Instructions for the task
Go through the lines below. Copy those with "beak".
'''
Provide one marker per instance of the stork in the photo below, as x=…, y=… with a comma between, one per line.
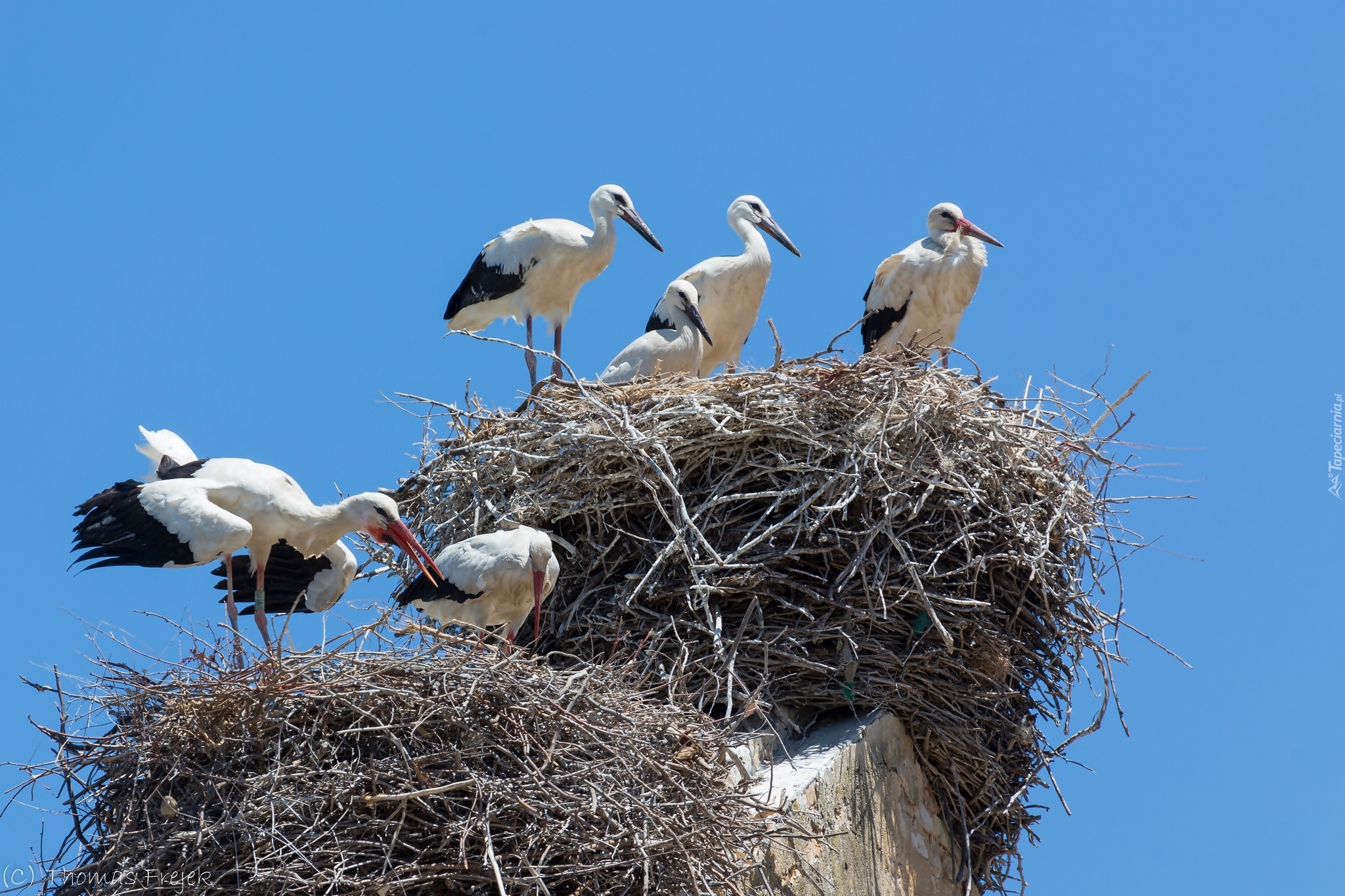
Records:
x=673, y=350
x=731, y=286
x=201, y=511
x=295, y=584
x=536, y=270
x=490, y=580
x=920, y=293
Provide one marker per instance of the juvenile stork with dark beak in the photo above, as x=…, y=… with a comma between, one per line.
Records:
x=731, y=286
x=490, y=580
x=677, y=350
x=191, y=512
x=920, y=293
x=536, y=270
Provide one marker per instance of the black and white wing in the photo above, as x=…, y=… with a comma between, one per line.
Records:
x=295, y=584
x=887, y=300
x=499, y=270
x=169, y=523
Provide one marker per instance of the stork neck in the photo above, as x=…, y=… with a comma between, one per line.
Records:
x=604, y=232
x=328, y=523
x=753, y=244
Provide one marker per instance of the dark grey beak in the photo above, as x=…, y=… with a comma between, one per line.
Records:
x=631, y=218
x=694, y=313
x=768, y=224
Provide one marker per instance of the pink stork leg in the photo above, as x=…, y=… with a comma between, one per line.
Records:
x=529, y=358
x=260, y=606
x=232, y=606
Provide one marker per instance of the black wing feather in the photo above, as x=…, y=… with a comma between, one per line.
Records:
x=119, y=528
x=876, y=324
x=658, y=323
x=171, y=469
x=426, y=590
x=288, y=575
x=485, y=282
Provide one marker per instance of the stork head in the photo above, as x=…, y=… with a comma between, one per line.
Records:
x=377, y=516
x=681, y=303
x=611, y=200
x=540, y=559
x=947, y=218
x=753, y=211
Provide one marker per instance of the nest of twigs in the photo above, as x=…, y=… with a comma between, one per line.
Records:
x=811, y=538
x=433, y=770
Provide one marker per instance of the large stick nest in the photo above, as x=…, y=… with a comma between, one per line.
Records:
x=818, y=536
x=432, y=770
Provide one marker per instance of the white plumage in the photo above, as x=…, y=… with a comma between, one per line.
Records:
x=536, y=269
x=205, y=509
x=490, y=580
x=920, y=293
x=731, y=286
x=160, y=444
x=330, y=585
x=677, y=350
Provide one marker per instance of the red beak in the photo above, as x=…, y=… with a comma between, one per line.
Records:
x=967, y=227
x=403, y=538
x=539, y=584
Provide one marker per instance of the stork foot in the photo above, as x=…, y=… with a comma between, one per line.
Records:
x=557, y=371
x=260, y=616
x=529, y=356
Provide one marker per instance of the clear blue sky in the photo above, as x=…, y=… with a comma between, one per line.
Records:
x=244, y=221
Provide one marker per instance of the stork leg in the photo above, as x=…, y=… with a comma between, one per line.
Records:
x=233, y=608
x=529, y=358
x=260, y=606
x=556, y=363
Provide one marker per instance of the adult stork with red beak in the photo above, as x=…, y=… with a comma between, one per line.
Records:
x=490, y=580
x=536, y=270
x=191, y=512
x=920, y=293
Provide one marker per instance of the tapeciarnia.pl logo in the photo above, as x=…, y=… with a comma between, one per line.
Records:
x=1333, y=469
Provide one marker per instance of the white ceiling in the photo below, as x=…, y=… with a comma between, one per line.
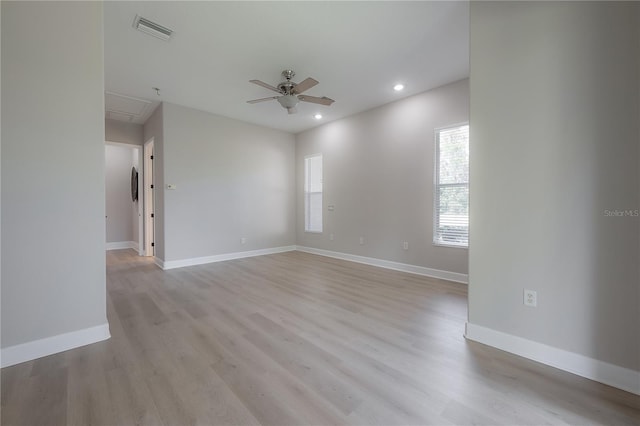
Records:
x=356, y=50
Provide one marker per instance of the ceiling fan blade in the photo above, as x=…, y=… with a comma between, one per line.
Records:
x=255, y=101
x=315, y=100
x=265, y=85
x=305, y=85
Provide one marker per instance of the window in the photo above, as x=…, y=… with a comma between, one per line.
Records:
x=313, y=193
x=451, y=211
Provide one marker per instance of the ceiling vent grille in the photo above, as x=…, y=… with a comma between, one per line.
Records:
x=151, y=28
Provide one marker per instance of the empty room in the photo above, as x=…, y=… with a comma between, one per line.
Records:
x=320, y=213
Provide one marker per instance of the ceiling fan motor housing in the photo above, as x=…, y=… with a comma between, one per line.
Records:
x=288, y=101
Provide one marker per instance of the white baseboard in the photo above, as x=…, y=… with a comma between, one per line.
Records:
x=119, y=245
x=159, y=262
x=172, y=264
x=404, y=267
x=50, y=345
x=600, y=371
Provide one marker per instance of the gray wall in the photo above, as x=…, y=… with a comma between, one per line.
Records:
x=554, y=144
x=122, y=225
x=378, y=173
x=153, y=128
x=53, y=171
x=234, y=180
x=119, y=131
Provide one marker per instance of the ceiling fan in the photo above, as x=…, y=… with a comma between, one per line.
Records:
x=291, y=93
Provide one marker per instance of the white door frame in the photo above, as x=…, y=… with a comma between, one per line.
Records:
x=149, y=199
x=140, y=203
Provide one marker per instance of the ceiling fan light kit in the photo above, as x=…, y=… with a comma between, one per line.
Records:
x=291, y=93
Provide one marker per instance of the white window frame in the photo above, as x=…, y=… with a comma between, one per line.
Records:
x=307, y=195
x=437, y=240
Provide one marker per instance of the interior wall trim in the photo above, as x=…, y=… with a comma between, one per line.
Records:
x=387, y=264
x=600, y=371
x=50, y=345
x=172, y=264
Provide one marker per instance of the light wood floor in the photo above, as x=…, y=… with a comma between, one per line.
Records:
x=293, y=339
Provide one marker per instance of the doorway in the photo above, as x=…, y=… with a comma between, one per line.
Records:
x=149, y=201
x=123, y=210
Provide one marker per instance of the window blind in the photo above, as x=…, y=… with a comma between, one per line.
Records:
x=451, y=212
x=313, y=193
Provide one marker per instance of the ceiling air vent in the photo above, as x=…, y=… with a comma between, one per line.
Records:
x=151, y=28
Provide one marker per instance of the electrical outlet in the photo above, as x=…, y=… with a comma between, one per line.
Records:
x=530, y=298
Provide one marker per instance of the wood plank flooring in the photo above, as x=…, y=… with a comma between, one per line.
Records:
x=293, y=339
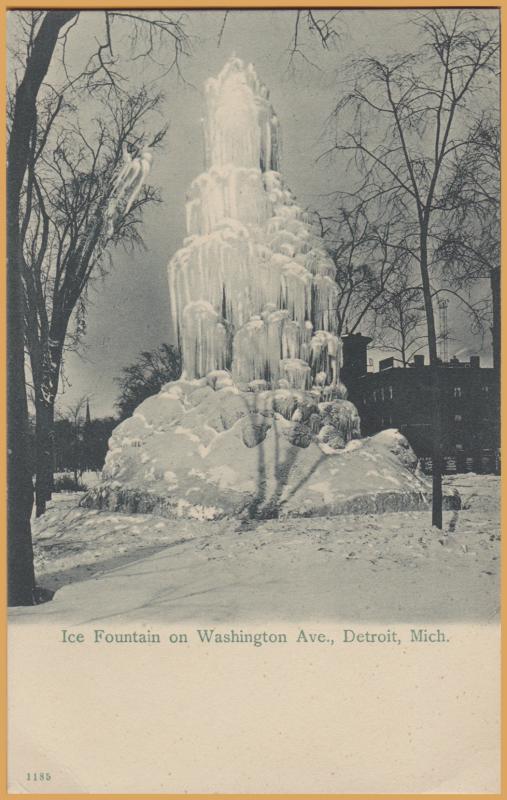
'''
Exercise output
Provide one marker per instance of the juvenile stork with dark beak in the photo above, as x=…, y=… with a comma between, one per line.
Provide one marker per instance of the dark grey beak in the photo above, as x=…, y=… with a comma between, one per line.
Provide one marker per instance of the red beak in the photo above, as x=…, y=… with a comma between, one per line.
Provide one marker per instance of the adult stork with red beak in the photo above, as x=…, y=… with a comma between, one per line.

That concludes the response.